• Task prompt: Reproduce the part of the records that opens with the line containing "Identify the fingernail" and runs through the end of the records, with the requests included. Multiply every answer coordinate by 2.35 and round to whole numbers, halves rounded up, leaving the numbers in the requests and their format samples unchanged.

Stored data entries
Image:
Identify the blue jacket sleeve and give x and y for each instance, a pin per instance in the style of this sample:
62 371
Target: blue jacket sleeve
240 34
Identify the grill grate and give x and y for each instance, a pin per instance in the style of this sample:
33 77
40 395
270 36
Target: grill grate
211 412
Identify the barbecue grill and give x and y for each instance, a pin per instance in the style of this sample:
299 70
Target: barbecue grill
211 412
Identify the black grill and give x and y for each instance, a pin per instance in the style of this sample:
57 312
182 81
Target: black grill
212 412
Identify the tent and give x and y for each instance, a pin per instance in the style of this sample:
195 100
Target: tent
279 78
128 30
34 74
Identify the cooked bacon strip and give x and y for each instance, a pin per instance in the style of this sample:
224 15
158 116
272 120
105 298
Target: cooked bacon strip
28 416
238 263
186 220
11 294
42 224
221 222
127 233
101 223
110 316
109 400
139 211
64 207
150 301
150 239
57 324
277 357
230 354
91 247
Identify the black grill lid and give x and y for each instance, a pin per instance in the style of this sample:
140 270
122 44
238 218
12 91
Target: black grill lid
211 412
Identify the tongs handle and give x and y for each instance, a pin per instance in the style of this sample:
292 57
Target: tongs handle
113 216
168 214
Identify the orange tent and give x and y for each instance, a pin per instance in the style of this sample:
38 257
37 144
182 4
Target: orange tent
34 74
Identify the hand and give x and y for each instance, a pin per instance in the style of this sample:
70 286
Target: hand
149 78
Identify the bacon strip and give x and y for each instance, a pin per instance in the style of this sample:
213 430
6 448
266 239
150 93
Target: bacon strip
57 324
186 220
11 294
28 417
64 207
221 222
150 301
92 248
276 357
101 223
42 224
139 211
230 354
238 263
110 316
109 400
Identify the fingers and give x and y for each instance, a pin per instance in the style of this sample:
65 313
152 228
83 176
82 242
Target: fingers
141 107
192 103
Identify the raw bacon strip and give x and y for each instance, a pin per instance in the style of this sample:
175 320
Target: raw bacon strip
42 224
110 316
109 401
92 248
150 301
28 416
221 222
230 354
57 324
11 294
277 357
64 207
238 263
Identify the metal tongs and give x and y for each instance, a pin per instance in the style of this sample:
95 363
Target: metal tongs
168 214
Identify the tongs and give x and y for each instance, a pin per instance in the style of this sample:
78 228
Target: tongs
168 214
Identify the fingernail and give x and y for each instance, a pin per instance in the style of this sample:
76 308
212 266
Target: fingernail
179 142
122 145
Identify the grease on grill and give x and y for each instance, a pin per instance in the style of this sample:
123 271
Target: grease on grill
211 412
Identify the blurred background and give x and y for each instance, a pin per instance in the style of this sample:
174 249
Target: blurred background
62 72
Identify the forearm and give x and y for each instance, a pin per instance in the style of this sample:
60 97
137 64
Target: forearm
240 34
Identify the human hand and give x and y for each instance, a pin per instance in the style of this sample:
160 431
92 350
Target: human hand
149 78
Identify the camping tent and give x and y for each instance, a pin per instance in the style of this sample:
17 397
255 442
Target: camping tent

• Response for this exercise:
Identify the fingernail and give x and y for each instance, a pin per instance in the style of this sample:
76 308
212 266
Target: fingernail
421 334
287 341
Identify the grease on grill and give x and y for each instance, a pin per instance in the style of this sample:
123 271
Target: grease on grill
496 968
Identify the blurred background and give x and y for each instance, a pin per instance in the style of this sample:
174 249
Target: blurred background
146 169
Identify the forearm and give x and y for each instance, a pin per instance in the style of this sample:
60 97
137 64
Target: forearm
564 80
Identify the human hand and give x and y for each instance, a pin per instance in the style of this sample:
160 431
92 350
Target: human hand
350 183
Identify the camping tent and give x and y for each instance, a pin per instance in the style of this sample:
17 397
255 442
Target: camping tent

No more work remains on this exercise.